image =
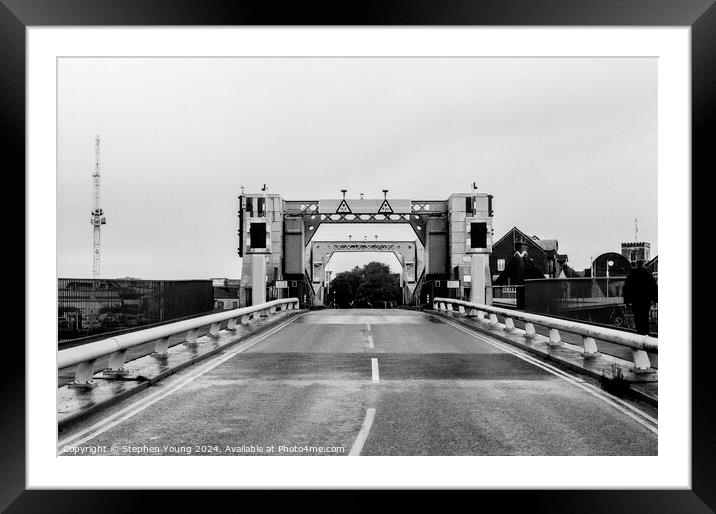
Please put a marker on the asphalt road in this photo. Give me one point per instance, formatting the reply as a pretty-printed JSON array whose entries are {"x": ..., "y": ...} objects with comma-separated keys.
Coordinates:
[{"x": 369, "y": 382}]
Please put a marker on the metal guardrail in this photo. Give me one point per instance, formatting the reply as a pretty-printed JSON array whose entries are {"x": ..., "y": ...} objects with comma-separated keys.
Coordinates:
[
  {"x": 85, "y": 357},
  {"x": 639, "y": 344}
]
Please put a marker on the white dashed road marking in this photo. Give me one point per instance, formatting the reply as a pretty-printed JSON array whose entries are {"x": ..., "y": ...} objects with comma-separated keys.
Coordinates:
[
  {"x": 363, "y": 434},
  {"x": 374, "y": 364}
]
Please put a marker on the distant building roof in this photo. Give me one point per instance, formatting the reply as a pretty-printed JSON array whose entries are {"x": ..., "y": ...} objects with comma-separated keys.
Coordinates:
[
  {"x": 226, "y": 292},
  {"x": 547, "y": 244}
]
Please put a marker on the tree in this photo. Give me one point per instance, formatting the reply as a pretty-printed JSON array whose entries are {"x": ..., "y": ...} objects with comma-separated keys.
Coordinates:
[
  {"x": 373, "y": 284},
  {"x": 344, "y": 287}
]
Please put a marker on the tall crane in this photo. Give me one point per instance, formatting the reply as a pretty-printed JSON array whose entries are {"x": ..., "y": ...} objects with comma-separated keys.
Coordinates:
[{"x": 97, "y": 219}]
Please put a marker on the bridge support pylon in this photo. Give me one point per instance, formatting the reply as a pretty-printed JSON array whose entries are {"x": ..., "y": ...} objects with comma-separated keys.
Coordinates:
[{"x": 258, "y": 279}]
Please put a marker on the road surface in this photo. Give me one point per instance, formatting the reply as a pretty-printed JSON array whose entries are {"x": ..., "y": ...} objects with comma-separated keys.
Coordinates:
[{"x": 368, "y": 382}]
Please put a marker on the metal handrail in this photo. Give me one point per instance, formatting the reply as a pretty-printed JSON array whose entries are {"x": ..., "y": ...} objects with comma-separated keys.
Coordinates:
[
  {"x": 85, "y": 356},
  {"x": 639, "y": 344}
]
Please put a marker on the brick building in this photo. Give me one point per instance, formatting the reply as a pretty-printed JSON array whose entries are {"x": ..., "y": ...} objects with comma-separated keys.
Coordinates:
[{"x": 544, "y": 253}]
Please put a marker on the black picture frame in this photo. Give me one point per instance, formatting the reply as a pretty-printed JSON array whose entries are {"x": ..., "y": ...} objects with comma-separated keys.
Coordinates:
[{"x": 700, "y": 15}]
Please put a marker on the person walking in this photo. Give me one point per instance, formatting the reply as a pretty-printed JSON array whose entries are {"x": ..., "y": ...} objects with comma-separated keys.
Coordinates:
[{"x": 640, "y": 291}]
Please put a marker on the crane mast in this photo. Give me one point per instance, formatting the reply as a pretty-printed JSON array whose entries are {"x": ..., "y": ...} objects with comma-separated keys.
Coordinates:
[{"x": 97, "y": 219}]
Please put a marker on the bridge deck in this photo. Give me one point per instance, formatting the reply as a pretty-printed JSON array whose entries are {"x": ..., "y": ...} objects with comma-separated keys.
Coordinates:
[{"x": 370, "y": 382}]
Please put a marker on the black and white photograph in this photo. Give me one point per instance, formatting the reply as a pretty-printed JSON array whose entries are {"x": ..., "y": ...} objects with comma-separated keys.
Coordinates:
[
  {"x": 357, "y": 256},
  {"x": 424, "y": 241}
]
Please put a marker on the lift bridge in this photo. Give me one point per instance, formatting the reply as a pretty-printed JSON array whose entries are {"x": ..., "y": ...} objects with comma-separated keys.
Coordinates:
[
  {"x": 453, "y": 240},
  {"x": 452, "y": 377}
]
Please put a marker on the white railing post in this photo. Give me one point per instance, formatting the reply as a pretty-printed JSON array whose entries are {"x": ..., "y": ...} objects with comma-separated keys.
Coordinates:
[
  {"x": 641, "y": 360},
  {"x": 191, "y": 338},
  {"x": 529, "y": 330},
  {"x": 590, "y": 347},
  {"x": 554, "y": 337},
  {"x": 116, "y": 364},
  {"x": 161, "y": 348},
  {"x": 84, "y": 375}
]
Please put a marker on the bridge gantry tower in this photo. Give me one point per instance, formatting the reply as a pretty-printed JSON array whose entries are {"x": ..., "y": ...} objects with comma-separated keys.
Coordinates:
[{"x": 450, "y": 257}]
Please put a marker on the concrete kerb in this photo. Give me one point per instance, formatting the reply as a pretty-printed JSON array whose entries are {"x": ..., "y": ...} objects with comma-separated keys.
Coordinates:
[
  {"x": 494, "y": 330},
  {"x": 144, "y": 382}
]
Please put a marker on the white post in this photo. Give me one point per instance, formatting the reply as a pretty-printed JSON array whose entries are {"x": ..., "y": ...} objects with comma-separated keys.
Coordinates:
[
  {"x": 84, "y": 374},
  {"x": 641, "y": 360},
  {"x": 116, "y": 364},
  {"x": 554, "y": 337},
  {"x": 191, "y": 338},
  {"x": 161, "y": 347},
  {"x": 529, "y": 330},
  {"x": 590, "y": 347}
]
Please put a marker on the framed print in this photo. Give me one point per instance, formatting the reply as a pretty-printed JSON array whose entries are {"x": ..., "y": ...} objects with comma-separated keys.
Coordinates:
[{"x": 438, "y": 228}]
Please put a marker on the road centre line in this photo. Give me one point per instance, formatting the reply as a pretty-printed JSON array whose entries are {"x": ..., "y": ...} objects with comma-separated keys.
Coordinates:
[
  {"x": 367, "y": 337},
  {"x": 374, "y": 366},
  {"x": 615, "y": 402},
  {"x": 363, "y": 434},
  {"x": 138, "y": 406}
]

- [WRITTEN REQUEST] Copy every one of the records above word for word, leaving out the pictures.

- [ANSWER FOR THE TASK]
image =
Please put a marker on the asphalt road in this photo. Give me one point per instance, formatting the reply as a pretty-printed JSON array whose entries are {"x": ..., "y": ...} objects with comma-separated keys.
Coordinates:
[{"x": 369, "y": 382}]
Please put a marker on the metal guardrail in this photo. Give me one point per instance, formatting the reply as a pretty-printed JSON array whose entries are {"x": ..., "y": ...} objects with comma-separated keys.
Coordinates:
[
  {"x": 85, "y": 357},
  {"x": 639, "y": 344}
]
Please put a marker on the white dashed road marking in this photo. Give me one point per instance, formatting the reply as a pretty-printed JSON array whose entries are {"x": ..., "y": ...} objects with comma-separated keys.
Coordinates:
[
  {"x": 363, "y": 434},
  {"x": 374, "y": 364}
]
Please put a marker on the distant building roof in this photo. Give me one point per instance, formatting the reply as a pretty-printed JSON array whose entries are {"x": ..., "y": ...} objects with comma-separated keys.
Coordinates:
[
  {"x": 226, "y": 292},
  {"x": 547, "y": 244}
]
Please put a marker on the tree in this photo. Give me one point per instance, formatting the reply as a pretty-printed JSON array whose entries are {"x": ..., "y": ...} objects with comma-separated keys.
Coordinates:
[
  {"x": 373, "y": 284},
  {"x": 344, "y": 287}
]
Please put a marker on the tall crane in this photo. Give me one point per instance, formatting the reply as a pretty-printed JSON array whose entries are {"x": ..., "y": ...} objects with comma-separated keys.
Coordinates:
[{"x": 97, "y": 219}]
Please put a marker on the bridge support pylon in this photo. Give me one point per instance, formatting the reply as a pretty-printed JSON array whose entries are {"x": ..., "y": ...} objects with comma-separated keys.
Coordinates:
[{"x": 258, "y": 279}]
Please put a marker on the road surface in this photo. Give me one point per instance, formatting the reply as a pretty-printed JSON array whose entries are {"x": ..., "y": ...} objects with comma-separated keys.
Coordinates:
[{"x": 368, "y": 382}]
Please put a marker on the metal handrail in this photo. Give me one point per instance, formatting the reply as a pretty-printed JSON array whose entries are {"x": ..., "y": ...} objects with comma-separated keys.
Coordinates:
[
  {"x": 85, "y": 356},
  {"x": 639, "y": 344}
]
Please put a marker on the brick building in this photo. Give me one point per instance, formatting the reply as a pretty-printed JSON array whose entries are {"x": ..., "y": ...} objects with comma-separated keys.
Coordinates:
[{"x": 544, "y": 253}]
Please put a marker on the black picture frame in this photo. Give me one point per instance, formatting the reply as a pretty-printed JSON array whose entries are {"x": ..., "y": ...} objects with comma-separated keys.
Coordinates:
[{"x": 700, "y": 15}]
Please put a marker on the person walking in this photo. Give me one point per instance, formatting the reply as a pretty-printed JSON array whose entries are {"x": ..., "y": ...} objects with comma-separated keys.
Coordinates:
[{"x": 640, "y": 291}]
Please put a marker on the crane mast in this photo. Give me one point per instance, formatting the reply as a pretty-printed JSON array whose entries are {"x": ..., "y": ...} objects with comma-separated keys.
Coordinates:
[{"x": 97, "y": 219}]
Please put a marker on the bridge deck in this photo. Give me one point per instance, formatting the reply as a pretty-printed JSON array whose entries are {"x": ..., "y": ...} objects with comma-separated keys.
Coordinates:
[{"x": 370, "y": 382}]
Please put a marker on the black and white photograph in this photo. Give me one point per instance, formatting the reply as a pretty-printed JSON array whose entries are {"x": ..., "y": ...} objects with comma-separated keys.
Coordinates:
[
  {"x": 357, "y": 256},
  {"x": 424, "y": 241}
]
Please put a marker on the lift bridge in this photo. Give me one point per instance, formatting the reply as a pretty-printed JSON array whose entries are {"x": ..., "y": ...} objects with comma-separated keys.
Coordinates:
[
  {"x": 453, "y": 240},
  {"x": 452, "y": 377}
]
Please put a marker on the white railing post in this photo. Give me one point per instance, formatting the reply as a pretty-printed JSON array whose entries are {"x": ..., "y": ...} objects with comma-separated keys.
Coordinates:
[
  {"x": 641, "y": 360},
  {"x": 191, "y": 338},
  {"x": 529, "y": 330},
  {"x": 590, "y": 347},
  {"x": 554, "y": 337},
  {"x": 116, "y": 364},
  {"x": 161, "y": 348},
  {"x": 84, "y": 375}
]
Please put a marker on the bridge gantry tower in this photo. Give me one point per instance, formatting the reply as a pretty-printed JSON array whose entries are {"x": ..., "y": ...} objects with comma-separated keys.
Coordinates:
[{"x": 450, "y": 257}]
Please put a marker on the concrete kerb in this photo. Give me one point per instance, formatting the reply as a pretty-printed JSON array whose entries are {"x": ..., "y": ...} objects with comma-separated keys.
Coordinates:
[
  {"x": 494, "y": 330},
  {"x": 144, "y": 382}
]
Please put a marker on the white post in this photo. Give me one point per instance, formatting the reply as a pretty-printed JSON array whose entries are {"x": ..., "y": ...} objects with comma-separated keys.
Coordinates:
[
  {"x": 84, "y": 374},
  {"x": 641, "y": 360},
  {"x": 116, "y": 364},
  {"x": 554, "y": 337},
  {"x": 191, "y": 338},
  {"x": 161, "y": 347},
  {"x": 529, "y": 330},
  {"x": 590, "y": 347}
]
Please put a marker on the framed print in this photo. Give me one point per instance, formatting the reply as a pretty-printed JSON array whose entries are {"x": ..., "y": ...} objects with comma-separated keys.
Coordinates:
[{"x": 438, "y": 228}]
Please put a marker on the road centre line in this photo. Give me one point per instance, formatting the reply as a pretty-printed JSON array whose entries are {"x": ..., "y": ...} objects with comma-separated keys.
Coordinates:
[
  {"x": 367, "y": 337},
  {"x": 374, "y": 366},
  {"x": 615, "y": 402},
  {"x": 363, "y": 434},
  {"x": 138, "y": 406}
]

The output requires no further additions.